#### DATA LISTING:
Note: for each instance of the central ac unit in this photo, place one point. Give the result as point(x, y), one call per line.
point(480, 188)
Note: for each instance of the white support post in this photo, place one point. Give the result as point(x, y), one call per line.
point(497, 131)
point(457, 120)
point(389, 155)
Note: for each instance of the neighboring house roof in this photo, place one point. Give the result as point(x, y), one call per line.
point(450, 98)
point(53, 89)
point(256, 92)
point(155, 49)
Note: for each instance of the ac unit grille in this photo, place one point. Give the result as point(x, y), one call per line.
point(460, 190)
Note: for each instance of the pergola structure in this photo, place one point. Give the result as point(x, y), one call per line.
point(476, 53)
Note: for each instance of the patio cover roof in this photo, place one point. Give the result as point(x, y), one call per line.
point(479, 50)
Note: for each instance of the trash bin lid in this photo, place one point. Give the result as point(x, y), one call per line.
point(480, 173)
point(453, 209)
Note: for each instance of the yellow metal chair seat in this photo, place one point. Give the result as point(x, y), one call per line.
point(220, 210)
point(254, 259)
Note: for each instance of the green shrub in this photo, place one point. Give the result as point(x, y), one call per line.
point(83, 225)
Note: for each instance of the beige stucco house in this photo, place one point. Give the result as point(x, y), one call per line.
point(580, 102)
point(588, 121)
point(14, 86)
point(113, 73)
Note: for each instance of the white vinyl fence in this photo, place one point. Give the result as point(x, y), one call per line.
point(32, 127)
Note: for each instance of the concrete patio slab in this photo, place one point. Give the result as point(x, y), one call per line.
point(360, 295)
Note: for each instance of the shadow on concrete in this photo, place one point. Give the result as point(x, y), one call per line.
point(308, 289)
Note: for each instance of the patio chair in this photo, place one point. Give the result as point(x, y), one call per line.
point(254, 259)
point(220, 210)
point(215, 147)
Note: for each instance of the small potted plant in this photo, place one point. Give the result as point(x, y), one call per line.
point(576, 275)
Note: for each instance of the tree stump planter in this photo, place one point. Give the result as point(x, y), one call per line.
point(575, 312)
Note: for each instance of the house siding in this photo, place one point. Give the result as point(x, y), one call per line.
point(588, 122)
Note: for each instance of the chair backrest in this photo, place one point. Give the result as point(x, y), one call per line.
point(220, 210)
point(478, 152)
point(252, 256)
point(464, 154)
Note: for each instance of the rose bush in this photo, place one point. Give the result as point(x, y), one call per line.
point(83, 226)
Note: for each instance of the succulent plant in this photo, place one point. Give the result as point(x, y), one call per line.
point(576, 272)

#### WHAT YOU ARE ASKED TO DO:
Reproduce the records above word for word, from their first line through the line containing "point(479, 50)", including that line.

#### RESULT FOR THIS TASK:
Note: for each instance of the central ac unit in this photo, place one point. Give the result as point(x, y), one call per line.
point(480, 188)
Note: for each instance of the white support post in this photo, place one point. Give the result as point(x, y), one call per line.
point(497, 131)
point(457, 120)
point(389, 155)
Note: for each instance of the neighboring house roof in this photo, place one point. Give the result as point(x, y), one call per line.
point(450, 98)
point(53, 89)
point(256, 92)
point(155, 49)
Note: for each instance of the ac unit grille in this photo, place one point. Give the result as point(x, y), one call per line.
point(460, 190)
Note: for each instance of the pergola structure in this photo, place one point. Give the result as point(x, y), one call per line.
point(476, 53)
Note: for each instance of the patio cover roof in this photo, place one point. Give the result as point(x, y), one call per line.
point(479, 50)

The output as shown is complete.